Task brief
A verbatim repeat of the records beneath this line is needed.

(Natural-language object grounding data)
---+---

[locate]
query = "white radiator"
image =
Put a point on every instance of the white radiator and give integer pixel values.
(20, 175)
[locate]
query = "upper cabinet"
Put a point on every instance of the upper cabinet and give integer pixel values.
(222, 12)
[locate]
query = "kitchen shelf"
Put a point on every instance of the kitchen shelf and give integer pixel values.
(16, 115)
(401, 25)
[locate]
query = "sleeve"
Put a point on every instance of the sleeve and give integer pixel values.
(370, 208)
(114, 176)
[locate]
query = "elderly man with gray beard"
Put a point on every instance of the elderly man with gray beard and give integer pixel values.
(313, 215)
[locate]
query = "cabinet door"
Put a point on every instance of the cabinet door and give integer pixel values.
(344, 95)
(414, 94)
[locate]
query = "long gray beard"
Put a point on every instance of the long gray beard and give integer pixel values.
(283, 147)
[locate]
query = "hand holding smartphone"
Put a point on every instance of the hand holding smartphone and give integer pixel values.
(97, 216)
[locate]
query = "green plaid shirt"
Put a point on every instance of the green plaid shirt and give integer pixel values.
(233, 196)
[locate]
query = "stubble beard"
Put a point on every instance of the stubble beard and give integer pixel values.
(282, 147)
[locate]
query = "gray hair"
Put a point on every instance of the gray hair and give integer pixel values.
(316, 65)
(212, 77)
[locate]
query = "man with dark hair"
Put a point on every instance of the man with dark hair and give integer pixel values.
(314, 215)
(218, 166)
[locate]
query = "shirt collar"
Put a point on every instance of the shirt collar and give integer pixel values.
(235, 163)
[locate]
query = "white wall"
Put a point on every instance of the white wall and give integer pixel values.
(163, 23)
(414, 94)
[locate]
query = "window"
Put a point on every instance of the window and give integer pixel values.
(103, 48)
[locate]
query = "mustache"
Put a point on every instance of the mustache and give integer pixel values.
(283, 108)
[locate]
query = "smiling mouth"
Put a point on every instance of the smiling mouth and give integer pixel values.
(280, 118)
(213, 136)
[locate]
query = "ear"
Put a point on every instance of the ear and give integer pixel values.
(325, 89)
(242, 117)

---+---

Written reply
[locate]
query = "white radiator"
image =
Put a point on every instance of the white radiator and give integer pixel values.
(20, 175)
[locate]
query = "upper cabinet"
Put a point on every instance of the upper cabinet and give integer pixel values.
(222, 12)
[locate]
query = "kitchen shelf"
Put a point on every instance of the kitchen shelf and give integer pixel values.
(16, 115)
(401, 25)
[locate]
query = "sleeve"
Put a point on every instance of the sleeve and give integer pixel values.
(370, 208)
(114, 176)
[locate]
query = "elderly man with gray beard"
Put a point on every instance of the elderly man with gray beard and give integer pixel values.
(313, 215)
[locate]
query = "cabinet door"
Put a point on every instance of the cabinet door and give integer pixel values.
(344, 95)
(414, 94)
[locate]
query = "long gray beard"
Put a point on every instance of the long gray beard and give integer pixel values.
(283, 147)
[locate]
query = "hand holding smartphone"
Put a point on every instance of the hand holding smartphone and give integer pixel values.
(97, 216)
[locate]
query = "green plaid shirt"
Put a point on every instance of the green plaid shirt and give integer pixel values.
(233, 196)
[locate]
query = "stubble beard"
Put a point on every instance of the stubble beard and give integer pixel values.
(282, 147)
[locate]
query = "gray hair"
Put a point on every instance of the gray hair and give integer pixel values.
(316, 65)
(212, 77)
[locate]
query = "man with dark hair"
Put a point on every instance of the man with dark hair and give integer pixel values.
(314, 215)
(218, 166)
[locate]
query = "shirt collar"
Put a point on every instance of the shirt collar and give integer pixel values.
(235, 163)
[locate]
query = "white wall"
Put a point on every instance of the white wall and give integer pixel values.
(163, 23)
(414, 94)
[locate]
query = "window"
Put a point on every instance of the window and give integer pixel values.
(103, 48)
[locate]
query = "mustache"
Put a point on every instance of the mustache and give integer pixel values.
(283, 108)
[locate]
query = "smiling mouth"
Put a point on every instance of the smiling mouth and give integer pixel values.
(280, 118)
(213, 136)
[locate]
query = "ear"
Put a point on every instance of the ear and give integer pixel values.
(325, 89)
(242, 117)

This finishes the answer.